## WHAT IS NEEDED
Return the entire listing, character for character.

## SUPPLIED RECORDS
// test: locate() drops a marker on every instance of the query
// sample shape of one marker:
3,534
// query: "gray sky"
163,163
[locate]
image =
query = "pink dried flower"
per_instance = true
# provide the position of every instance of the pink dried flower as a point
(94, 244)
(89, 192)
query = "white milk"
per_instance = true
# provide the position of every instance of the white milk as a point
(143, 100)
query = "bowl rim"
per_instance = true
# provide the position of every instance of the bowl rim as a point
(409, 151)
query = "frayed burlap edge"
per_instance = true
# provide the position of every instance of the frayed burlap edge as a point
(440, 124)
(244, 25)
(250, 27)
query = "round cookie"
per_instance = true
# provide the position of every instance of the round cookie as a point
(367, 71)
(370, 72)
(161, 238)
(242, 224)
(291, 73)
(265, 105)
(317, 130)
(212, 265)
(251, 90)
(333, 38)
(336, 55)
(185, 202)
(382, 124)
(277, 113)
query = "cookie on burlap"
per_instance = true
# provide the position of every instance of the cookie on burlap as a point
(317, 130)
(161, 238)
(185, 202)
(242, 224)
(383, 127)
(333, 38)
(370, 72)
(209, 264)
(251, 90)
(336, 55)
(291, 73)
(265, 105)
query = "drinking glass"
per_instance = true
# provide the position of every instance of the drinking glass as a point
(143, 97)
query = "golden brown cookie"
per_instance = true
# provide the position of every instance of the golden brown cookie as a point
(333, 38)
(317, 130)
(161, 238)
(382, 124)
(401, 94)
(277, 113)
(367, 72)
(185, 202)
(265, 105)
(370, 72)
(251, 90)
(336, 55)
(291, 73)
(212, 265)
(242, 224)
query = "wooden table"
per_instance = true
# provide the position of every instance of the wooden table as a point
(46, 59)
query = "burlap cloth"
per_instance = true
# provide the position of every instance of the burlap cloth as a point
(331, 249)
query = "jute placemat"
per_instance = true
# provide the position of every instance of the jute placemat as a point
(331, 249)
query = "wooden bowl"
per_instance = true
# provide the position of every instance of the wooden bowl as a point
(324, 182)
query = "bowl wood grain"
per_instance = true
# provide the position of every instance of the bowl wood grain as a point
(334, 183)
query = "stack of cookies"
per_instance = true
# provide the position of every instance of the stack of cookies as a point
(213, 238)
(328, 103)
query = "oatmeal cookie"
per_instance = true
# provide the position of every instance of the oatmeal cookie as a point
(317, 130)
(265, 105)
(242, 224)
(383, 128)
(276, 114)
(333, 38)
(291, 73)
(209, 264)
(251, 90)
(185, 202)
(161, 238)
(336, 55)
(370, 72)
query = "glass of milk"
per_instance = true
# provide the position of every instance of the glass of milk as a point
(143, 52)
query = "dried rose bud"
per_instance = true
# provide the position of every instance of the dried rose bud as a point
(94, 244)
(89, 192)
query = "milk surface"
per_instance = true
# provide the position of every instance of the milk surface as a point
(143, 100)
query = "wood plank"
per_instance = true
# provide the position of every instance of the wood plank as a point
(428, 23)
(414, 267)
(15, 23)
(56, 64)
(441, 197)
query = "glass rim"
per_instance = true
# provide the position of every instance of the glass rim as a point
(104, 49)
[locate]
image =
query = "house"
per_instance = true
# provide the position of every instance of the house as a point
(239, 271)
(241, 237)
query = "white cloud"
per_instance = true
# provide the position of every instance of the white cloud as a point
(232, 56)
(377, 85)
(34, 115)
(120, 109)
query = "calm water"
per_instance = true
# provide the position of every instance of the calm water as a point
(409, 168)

## RESPONSE TO THIS EXERCISE
// test: locate() drops a marker on every instance of the query
// sample shape of one marker:
3,534
// query: "gray sky"
163,163
[locate]
image =
query = "pink dried flower"
per_instance = true
# provide the position of every instance of the pink dried flower as a point
(94, 244)
(89, 192)
query = "white milk"
per_instance = true
# provide the position of every instance of the white milk as a point
(143, 100)
query = "bowl rim"
per_instance = true
# provide the position of every instance of the bowl rim as a point
(409, 151)
query = "frayed burlap edge"
per_instance = true
# provide the position of every instance of the frayed burlap edge as a point
(440, 124)
(244, 25)
(250, 27)
query = "round cookie"
per_instance = true
# provide the position of every instance of the round cookie as a point
(367, 71)
(370, 72)
(161, 238)
(242, 224)
(291, 73)
(265, 105)
(317, 130)
(212, 265)
(251, 90)
(333, 38)
(336, 55)
(185, 202)
(382, 124)
(277, 113)
query = "cookie on burlap"
per_instance = true
# provide the position of every instance of the cookie on burlap as a point
(317, 130)
(161, 238)
(185, 202)
(242, 224)
(383, 127)
(333, 38)
(370, 72)
(209, 264)
(251, 90)
(336, 55)
(291, 73)
(265, 105)
query = "drinking glass"
per_instance = true
# provide the position of every instance of the drinking glass as a point
(143, 97)
query = "golden brown cookie"
per_instance = true
# provide the position of every instance of the golden brown cookie as a point
(333, 38)
(317, 130)
(161, 238)
(382, 124)
(401, 94)
(277, 113)
(367, 72)
(185, 202)
(265, 105)
(370, 72)
(251, 90)
(336, 55)
(291, 73)
(212, 265)
(242, 224)
query = "wooden table"
per_instance = true
# provide the position of every instance of the wooden table as a point
(46, 59)
query = "burlap cloth"
per_instance = true
# provide the position of every instance of the burlap cloth as a point
(331, 249)
query = "jute placemat"
per_instance = true
# provide the position of every instance of the jute placemat as a point
(331, 249)
query = "wooden bowl"
per_instance = true
# provide the position of every instance of the wooden bowl as a point
(324, 182)
query = "bowl wood grain"
per_instance = true
# provide the position of every instance of the bowl wood grain as a point
(334, 183)
query = "stack of cookies"
per_instance = true
# provide the position of every instance of the stack of cookies as a point
(213, 238)
(328, 103)
query = "oatmeal cookie"
per_instance = true
# provide the position of every instance of the oatmeal cookie as a point
(317, 130)
(265, 105)
(242, 224)
(383, 128)
(276, 114)
(333, 38)
(291, 73)
(209, 264)
(251, 90)
(185, 202)
(161, 238)
(336, 55)
(370, 72)
query = "glass of milk"
per_instance = true
# provide the position of every instance of the glass of milk as a point
(143, 52)
query = "dried rose bud"
per_instance = true
# provide the position of every instance of the dried rose bud as a point
(94, 244)
(89, 192)
query = "milk surface"
per_instance = true
# provide the position of every instance of the milk surface as a point
(143, 100)
query = "wood plank"
per_instance = true
# provide the position of every instance of the wood plank as a point
(428, 23)
(414, 267)
(15, 23)
(56, 64)
(441, 197)
query = "glass rim"
per_instance = true
# provide the position of every instance of the glass rim as a point
(104, 49)
[locate]
image =
query = "house"
per_instance = true
# provide the position of every instance of the house as a point
(239, 271)
(241, 237)
query = "white cloud"
per_instance = true
# provide the position of every instance of the white cloud as a point
(232, 56)
(377, 85)
(34, 115)
(120, 109)
query = "calm water"
per_instance = true
# provide the position of every instance of the calm water as a point
(409, 168)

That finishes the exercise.